====== TEXT SECTION

SAN JOSE, Calif. – Computer vision still has a lot to learn, but if researchers embrace real-world challenges they could make important breakthroughs, said a government program manager.
“I have quite a bit of hope to do much more intelligent things that compare machine capabilities to those of humans,” said James Donlon, who manages the Mind’s Eye computer vision program at the Defense Advanced Research Projects Agency (DARPA).
The Mind’s Eye program aims to develop breakthrough algorithms for automatically recognizing and describing human activities. Donlon showed small steps forward—and a few bloopers—from his first 18 months of work on the three-year effort.
For example, efforts of a dozen systems failed to recognize a running dog; one described a collision between two shopping carts as “the car left.” In particular, current algorithms have difficulty detecting forearm motions that are key to activities of high interest such as giving and taking.
“Classification approaches break down horribly when you get to anything transactional,” said Donlon, in a keynote at a meeting of the Embedded Vision Alliance
, a 19-member industry group promoting mainstream computer vision applications.
The Mind’s Eye program has developed a data set of 7,676 real-life videos it has contributed to the computer vision community in an effort to challenge algorithm developers. Researchers tend to focus on major advances with existing, sometimes artificial and academic data sets.
“The Mind’s Eye data set hopefully will provide the next level of challenge the vision community needs,” Donlon said.

============

EXERCISE TASK:
In the computer vision article, how many real-life videos are in the data set that the Mind's Eye program developed?

====== INFORMATION SHOWN

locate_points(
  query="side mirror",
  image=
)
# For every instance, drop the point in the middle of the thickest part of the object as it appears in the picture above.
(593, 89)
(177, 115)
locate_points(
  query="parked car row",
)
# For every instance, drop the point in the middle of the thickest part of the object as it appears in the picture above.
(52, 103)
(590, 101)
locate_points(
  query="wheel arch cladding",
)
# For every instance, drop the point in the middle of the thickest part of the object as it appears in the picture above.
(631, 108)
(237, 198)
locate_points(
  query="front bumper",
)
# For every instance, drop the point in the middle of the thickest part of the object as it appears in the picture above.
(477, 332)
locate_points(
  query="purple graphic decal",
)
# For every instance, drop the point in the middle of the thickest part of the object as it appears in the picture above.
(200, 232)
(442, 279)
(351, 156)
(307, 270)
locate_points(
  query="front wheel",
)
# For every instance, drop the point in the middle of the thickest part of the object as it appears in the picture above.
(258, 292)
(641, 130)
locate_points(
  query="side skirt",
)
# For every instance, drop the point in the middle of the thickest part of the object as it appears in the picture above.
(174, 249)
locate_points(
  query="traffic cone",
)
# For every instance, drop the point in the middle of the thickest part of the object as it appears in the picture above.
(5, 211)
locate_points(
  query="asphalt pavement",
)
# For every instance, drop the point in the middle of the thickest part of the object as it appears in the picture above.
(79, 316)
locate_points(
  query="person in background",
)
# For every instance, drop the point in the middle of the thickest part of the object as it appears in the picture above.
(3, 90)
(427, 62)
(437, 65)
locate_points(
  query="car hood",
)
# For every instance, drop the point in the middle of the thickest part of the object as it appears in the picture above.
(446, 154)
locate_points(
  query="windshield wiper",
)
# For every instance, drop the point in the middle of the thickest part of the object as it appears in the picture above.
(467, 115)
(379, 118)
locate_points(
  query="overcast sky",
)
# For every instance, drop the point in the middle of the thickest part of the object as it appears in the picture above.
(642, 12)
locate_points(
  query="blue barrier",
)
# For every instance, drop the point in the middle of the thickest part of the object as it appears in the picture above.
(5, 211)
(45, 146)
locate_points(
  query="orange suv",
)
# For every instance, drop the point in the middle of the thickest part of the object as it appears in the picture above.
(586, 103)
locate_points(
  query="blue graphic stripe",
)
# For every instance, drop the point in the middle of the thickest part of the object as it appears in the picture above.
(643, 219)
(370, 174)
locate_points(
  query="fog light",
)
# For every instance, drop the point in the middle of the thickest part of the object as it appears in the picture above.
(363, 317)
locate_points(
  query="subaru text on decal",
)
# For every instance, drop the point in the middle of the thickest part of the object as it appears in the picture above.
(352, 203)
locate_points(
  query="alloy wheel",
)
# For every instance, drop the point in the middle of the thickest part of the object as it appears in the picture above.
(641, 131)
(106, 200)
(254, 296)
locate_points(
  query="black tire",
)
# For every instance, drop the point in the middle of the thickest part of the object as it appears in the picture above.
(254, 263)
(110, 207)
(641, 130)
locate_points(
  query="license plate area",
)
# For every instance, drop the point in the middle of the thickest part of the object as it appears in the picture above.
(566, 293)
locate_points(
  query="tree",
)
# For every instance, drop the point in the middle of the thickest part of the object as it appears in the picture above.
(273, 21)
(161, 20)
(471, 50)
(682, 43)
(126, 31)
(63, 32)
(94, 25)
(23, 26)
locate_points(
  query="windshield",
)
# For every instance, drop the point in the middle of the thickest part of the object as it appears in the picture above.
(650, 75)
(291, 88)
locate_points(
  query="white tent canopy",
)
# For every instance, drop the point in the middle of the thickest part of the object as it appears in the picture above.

============

RESPONSE TO THE TASK:
7,676